Direction A: In the rows, change "dining table" to "coffee table" from the line with "task: outline the dining table" through the end of the rows, leaving everything else unchanged.

Document:
--------

New Zealand’s foreign minister, Winston Peters, used a visit to Washington last week to renew the Labour-led government’s appeals for a stepped-up US presence in the Indo-Pacific to counter China’s growing influence.

In Washington to attend a “Religious Freedom” gathering hosted by US Secretary of State Mike Pompeo, Peters made no criticism of Trump’s fascist rants directed at four congresswomen, including Somali-born Ilhan Omar. Ludicrously, he hailed the US as a beacon of religious freedom and tolerance.

Nor did Peters, who leads the anti-immigrant NZ First Party, a partner in Jacinda Ardern’s government, mention the fact that Trump was one of the political heroes of Brenton Tarrant, the fascist terrorist who killed 51 Muslim worshippers at two Christchurch mosques on March 15.

Peters was silent also on the Trump administration’s brutal treatment of immigrants and asylum seekers. Peters held a separate meeting with US Vice President Mike Pence, on the heels of the latter’s return from inspecting immigrant detention centres at the Mexican border. Peters reportedly has cultivated a close working relationship with Pence as part of efforts to strengthen New Zealand’s military and strategic alliance with the US.

In a speech to the Centre for Strategic and International Studies (CSIS), Peters warned that the US was being left behind economically in the region and said its “limited engagement in trade agreements in the Indo-Pacific is of real concern to New Zealand.”

Peters said it was in Washington’s interests to secure more free trade deals (FTAs) in the Asia-Pacific, pointing out that its share of exports to the region had declined significantly over 30 years. In that time Washington had negotiated only three FTAs, with Australia, Singapore and South Korea, which between them represent just 12 percent of Asia’s economic output.

Peters noted that in 1990, 17.4 percent of all goods imported to Asia came from the US. By 2018, that share dropped to 7.4 percent. US exports to NZ fell from nearly 18 percent of its total to 10 percent. “That means that the US has lost half of its market share over a 28-year period,” he declared. China’s exports to NZ grew from 1 percent of the total to 20 percent over that time, becoming the country’s largest source of imported goods.

Peters said New Zealand stood ready to take up Trump’s offer last year to negotiate bilateral trade agreements with any country in the region. Peters was not just making a pitch for greater trade access with the US. He highlighted China’s “staggering economic growth,” in contrast to the US decline. Concluding a trade deal with NZ would, Peters declared, “send a signal into the Indo-Pacific that the US is in the region to stay.”

Peters may have been voicing broader fears among the region’s ruling elites about the impact of the intensifying US-led trade war with Beijing. China recently recorded its lowest quarterly growth rate since 1992. Singapore, one of Asia’s key trading hubs, suffered a 3.4 percent decline in its growth rate for the second quarter of 2019, with non-oil exports down by 17.3 percent in June.

New Zealand’s largest company and exporter to China, the dairy giant Fonterra, last year produced its first annual loss since its creation in 2001. Fonterra’s net loss came to $NZ196 million, compared with a profit of $745 million in 2016-17. Currently as many as 1,000 forestry jobs are under threat from a 15 percent collapse in the price of logs sent to China. The wood industry provides the country’s third most valuable exports, accounting for $NZ3.6 billion.

--------

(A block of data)
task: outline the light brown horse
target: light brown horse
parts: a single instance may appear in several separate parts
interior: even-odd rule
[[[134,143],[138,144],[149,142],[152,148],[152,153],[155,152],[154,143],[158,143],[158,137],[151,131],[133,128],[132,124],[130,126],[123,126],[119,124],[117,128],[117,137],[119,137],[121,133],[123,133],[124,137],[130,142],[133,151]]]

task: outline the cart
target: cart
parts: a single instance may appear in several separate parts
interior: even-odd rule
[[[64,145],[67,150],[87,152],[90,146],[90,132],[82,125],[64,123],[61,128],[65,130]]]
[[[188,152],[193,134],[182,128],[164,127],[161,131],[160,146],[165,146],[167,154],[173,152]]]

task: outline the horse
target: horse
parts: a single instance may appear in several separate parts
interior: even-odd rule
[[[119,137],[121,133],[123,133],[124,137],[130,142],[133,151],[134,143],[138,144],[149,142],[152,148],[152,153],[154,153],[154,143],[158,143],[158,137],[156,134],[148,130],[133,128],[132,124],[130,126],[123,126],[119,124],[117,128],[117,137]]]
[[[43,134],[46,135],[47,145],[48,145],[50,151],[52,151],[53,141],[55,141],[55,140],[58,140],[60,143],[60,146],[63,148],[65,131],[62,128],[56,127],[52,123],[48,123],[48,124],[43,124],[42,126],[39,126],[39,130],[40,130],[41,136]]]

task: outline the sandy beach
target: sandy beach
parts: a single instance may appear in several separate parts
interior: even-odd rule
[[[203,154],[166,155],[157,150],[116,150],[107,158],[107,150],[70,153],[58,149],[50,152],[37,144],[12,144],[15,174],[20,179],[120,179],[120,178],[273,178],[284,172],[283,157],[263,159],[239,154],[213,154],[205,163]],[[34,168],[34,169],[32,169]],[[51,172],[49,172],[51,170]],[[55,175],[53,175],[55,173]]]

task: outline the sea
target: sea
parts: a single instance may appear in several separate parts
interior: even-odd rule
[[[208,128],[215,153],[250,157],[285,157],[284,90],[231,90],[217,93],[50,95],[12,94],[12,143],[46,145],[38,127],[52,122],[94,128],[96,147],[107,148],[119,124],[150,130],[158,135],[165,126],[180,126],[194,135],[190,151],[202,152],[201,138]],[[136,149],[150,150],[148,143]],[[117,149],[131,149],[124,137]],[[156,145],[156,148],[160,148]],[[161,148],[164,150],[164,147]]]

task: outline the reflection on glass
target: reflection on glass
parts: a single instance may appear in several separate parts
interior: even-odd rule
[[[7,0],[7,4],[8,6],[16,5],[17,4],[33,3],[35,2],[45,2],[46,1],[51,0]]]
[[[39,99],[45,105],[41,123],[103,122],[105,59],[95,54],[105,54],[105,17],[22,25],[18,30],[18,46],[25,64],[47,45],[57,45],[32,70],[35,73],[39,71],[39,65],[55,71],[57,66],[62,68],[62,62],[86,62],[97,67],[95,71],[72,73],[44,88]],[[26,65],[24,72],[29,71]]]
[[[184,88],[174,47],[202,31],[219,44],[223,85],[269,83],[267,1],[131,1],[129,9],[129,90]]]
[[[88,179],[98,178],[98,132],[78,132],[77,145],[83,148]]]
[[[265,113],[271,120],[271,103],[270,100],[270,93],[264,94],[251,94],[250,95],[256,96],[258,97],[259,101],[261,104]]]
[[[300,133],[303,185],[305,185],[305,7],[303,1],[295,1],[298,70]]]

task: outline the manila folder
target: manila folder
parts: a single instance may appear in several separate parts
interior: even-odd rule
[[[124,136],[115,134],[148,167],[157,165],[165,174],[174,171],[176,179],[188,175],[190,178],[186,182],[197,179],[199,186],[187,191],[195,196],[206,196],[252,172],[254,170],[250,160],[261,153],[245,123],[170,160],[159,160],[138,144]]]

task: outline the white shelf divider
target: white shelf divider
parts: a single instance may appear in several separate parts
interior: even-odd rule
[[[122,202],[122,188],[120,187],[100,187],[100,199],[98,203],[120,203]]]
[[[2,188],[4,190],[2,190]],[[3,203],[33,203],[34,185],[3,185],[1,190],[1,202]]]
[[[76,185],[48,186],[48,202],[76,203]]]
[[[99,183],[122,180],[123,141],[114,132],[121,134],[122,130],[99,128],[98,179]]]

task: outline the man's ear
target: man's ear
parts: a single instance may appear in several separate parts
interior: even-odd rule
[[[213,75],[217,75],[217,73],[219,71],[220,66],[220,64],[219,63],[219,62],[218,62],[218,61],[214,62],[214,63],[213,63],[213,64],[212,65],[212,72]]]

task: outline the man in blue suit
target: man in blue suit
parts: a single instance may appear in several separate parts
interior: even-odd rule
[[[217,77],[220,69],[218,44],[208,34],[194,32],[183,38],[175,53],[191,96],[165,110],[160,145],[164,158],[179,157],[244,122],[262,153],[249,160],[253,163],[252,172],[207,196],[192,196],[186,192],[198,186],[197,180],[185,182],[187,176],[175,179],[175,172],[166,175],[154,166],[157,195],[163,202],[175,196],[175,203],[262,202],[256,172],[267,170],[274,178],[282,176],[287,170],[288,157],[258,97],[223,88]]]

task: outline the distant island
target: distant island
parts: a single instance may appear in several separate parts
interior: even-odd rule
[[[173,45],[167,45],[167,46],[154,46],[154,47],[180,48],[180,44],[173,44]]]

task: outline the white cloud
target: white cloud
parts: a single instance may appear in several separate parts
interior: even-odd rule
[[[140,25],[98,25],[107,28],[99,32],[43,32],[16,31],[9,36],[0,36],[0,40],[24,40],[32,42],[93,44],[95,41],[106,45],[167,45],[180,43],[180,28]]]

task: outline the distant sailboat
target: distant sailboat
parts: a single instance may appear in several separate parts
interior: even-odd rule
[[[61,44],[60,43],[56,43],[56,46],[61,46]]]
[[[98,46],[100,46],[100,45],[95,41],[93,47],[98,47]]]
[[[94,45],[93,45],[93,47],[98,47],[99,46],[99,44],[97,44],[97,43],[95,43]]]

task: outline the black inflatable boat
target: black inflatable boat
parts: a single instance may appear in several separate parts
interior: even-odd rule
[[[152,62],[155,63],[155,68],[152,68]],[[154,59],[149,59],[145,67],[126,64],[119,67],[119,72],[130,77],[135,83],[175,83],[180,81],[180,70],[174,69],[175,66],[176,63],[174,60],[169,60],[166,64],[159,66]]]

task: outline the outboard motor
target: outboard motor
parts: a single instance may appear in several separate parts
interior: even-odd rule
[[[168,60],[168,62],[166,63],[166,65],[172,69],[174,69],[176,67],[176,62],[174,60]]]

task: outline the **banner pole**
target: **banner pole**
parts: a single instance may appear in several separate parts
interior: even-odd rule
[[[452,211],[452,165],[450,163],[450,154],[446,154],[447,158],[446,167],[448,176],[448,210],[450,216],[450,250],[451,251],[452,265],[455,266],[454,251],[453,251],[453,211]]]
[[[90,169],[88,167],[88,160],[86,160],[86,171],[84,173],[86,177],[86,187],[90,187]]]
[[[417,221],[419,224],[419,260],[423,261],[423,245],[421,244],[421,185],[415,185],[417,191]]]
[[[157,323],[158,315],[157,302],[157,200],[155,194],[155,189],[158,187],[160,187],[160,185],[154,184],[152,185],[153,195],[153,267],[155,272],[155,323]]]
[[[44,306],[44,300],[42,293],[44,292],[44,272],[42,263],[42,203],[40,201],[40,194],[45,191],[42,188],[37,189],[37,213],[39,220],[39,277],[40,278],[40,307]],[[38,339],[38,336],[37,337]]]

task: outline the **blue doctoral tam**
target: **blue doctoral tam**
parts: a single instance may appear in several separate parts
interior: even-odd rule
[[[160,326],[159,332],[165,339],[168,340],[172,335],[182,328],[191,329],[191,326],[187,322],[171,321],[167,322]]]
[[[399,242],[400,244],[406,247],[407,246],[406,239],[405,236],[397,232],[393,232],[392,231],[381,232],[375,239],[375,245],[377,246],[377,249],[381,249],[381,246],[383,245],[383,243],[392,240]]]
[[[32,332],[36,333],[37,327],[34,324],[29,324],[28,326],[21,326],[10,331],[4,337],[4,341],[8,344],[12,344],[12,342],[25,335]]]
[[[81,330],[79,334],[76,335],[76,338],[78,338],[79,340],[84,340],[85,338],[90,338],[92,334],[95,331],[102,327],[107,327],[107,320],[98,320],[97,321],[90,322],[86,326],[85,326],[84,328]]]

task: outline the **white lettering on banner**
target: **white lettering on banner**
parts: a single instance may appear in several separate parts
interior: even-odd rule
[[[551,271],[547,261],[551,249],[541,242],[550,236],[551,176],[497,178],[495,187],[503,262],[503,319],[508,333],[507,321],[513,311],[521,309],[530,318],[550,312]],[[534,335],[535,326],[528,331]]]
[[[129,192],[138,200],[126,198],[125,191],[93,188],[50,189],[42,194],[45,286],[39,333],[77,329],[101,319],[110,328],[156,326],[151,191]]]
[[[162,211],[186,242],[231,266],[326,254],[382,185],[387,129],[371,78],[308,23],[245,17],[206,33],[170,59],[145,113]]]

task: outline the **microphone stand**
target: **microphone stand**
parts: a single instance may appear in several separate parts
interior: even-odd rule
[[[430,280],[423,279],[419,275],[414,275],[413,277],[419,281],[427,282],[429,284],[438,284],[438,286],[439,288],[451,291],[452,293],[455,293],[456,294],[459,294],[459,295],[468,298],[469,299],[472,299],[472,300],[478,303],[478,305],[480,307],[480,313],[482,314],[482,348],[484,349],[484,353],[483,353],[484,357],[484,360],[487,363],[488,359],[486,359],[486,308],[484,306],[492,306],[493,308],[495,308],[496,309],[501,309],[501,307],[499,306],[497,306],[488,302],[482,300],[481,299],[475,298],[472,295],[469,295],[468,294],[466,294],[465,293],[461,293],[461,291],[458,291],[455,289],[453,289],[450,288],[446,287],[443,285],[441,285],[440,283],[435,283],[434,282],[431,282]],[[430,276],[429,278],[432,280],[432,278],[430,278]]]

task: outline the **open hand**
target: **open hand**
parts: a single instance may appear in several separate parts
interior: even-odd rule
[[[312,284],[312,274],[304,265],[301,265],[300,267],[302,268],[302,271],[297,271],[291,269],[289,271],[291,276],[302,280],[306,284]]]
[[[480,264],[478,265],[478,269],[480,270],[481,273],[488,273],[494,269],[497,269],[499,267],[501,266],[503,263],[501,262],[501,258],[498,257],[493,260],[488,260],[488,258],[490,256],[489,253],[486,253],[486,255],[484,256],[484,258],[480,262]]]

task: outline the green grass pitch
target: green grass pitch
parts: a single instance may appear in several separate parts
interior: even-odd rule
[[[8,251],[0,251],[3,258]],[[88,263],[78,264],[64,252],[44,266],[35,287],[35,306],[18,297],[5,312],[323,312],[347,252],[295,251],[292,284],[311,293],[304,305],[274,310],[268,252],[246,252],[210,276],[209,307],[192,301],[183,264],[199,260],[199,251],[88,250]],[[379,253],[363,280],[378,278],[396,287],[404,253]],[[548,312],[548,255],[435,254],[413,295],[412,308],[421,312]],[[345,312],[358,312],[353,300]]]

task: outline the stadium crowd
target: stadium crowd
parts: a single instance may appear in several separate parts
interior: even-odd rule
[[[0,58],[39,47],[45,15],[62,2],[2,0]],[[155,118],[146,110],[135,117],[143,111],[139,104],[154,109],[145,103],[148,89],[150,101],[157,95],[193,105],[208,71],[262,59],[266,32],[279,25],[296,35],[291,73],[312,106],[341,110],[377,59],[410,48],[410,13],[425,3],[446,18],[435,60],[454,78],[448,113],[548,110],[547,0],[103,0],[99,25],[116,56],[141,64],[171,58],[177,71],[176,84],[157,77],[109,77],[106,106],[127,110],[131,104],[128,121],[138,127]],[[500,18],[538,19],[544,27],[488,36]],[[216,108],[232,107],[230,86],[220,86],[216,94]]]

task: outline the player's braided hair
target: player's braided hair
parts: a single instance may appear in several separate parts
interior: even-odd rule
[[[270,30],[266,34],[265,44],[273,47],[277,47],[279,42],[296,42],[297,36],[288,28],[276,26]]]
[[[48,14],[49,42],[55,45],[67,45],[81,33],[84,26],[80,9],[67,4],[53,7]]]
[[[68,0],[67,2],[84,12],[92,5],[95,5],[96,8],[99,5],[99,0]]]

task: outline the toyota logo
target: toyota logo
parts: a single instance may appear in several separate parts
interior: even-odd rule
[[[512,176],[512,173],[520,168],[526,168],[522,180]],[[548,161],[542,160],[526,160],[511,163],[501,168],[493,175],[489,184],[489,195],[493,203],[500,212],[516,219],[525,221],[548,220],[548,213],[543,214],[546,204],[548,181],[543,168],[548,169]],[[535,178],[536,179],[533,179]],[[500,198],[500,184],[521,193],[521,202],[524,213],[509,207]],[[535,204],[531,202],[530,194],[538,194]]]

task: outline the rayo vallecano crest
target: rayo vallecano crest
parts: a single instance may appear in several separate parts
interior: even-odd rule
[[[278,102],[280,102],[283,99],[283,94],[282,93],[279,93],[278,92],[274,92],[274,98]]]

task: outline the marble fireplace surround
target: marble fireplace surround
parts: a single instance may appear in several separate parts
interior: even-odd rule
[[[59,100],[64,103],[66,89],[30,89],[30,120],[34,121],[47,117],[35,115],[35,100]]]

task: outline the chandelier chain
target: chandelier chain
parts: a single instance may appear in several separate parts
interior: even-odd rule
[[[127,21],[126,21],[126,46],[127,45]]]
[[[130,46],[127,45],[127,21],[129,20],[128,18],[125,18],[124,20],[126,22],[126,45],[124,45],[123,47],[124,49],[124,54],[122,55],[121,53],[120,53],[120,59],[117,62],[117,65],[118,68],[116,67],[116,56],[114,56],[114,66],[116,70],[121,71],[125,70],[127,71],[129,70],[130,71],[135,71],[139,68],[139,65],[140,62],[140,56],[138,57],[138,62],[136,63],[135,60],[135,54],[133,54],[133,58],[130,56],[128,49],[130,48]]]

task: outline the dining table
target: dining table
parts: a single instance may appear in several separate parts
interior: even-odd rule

--------

Direction B: Carry on the report about Winston Peters's visit to Washington from the point where it stops.

Task answer A:
task: outline the coffee table
target: coffee table
parts: a single instance may appear in several separate parts
interior: even-odd rule

Task answer B:
New Zealand faces an ongoing dilemma because of the escalating global tensions. While the economy relies significantly on trade with China, NZ has aligned itself with the Trump administration’s belligerent moves against Beijing and preparations for war.

Peters has led the coalition government’s “Pacific Reset” strategy, aimed at boosting Wellington’s presence in the Pacific through stepped-up diplomatic, aid and military measures to counter China. New Zealand and Australia, both minor imperialist powers, view the Pacific as their sphere of influence and are alarmed at growing Chinese investment and diplomatic influence in the region.

Peters’ speech reprised, on the trade front, issues he raised last December in an address at Georgetown University, where he called for a stronger US-New Zealand military and strategic alliance. Referring to China, Peters had noted that “larger players are renewing their interest in the Pacific with an attendant element of strategic competition. The speed and intensity of those interests at play are of great concern to us.”

Last week, Peters declared that “six months on we re-affirm the logic of that speech” and issued a reminder that strategic partners “need to support each other economically.”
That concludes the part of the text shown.